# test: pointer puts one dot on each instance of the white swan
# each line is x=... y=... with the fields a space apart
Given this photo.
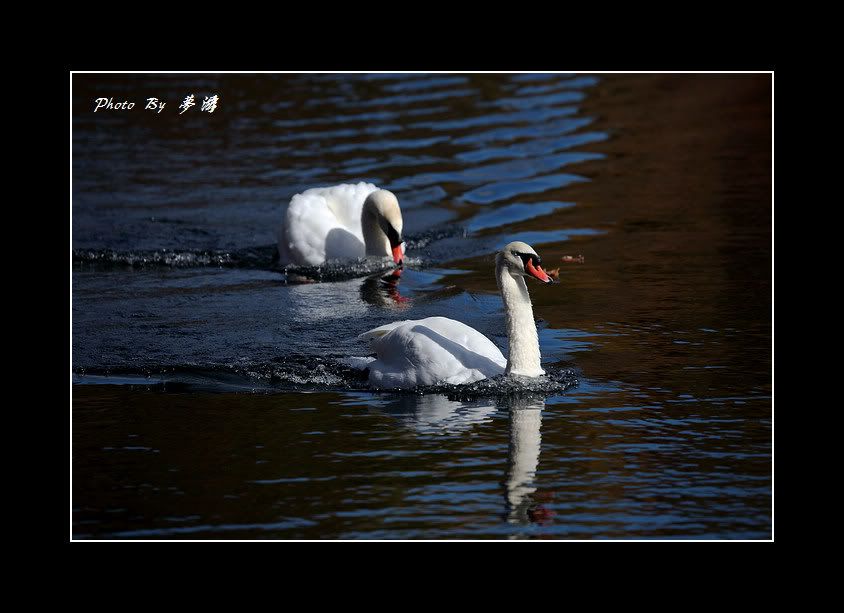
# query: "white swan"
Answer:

- - - - - - -

GIVEN REQUEST:
Reproduce the entries above exactly. Do not include the images.

RESPONSE:
# test: pointer puts one dot on each instance of the white swan
# each line is x=... y=... with the fields a space apart
Given this photo.
# query: "white swan"
Answer:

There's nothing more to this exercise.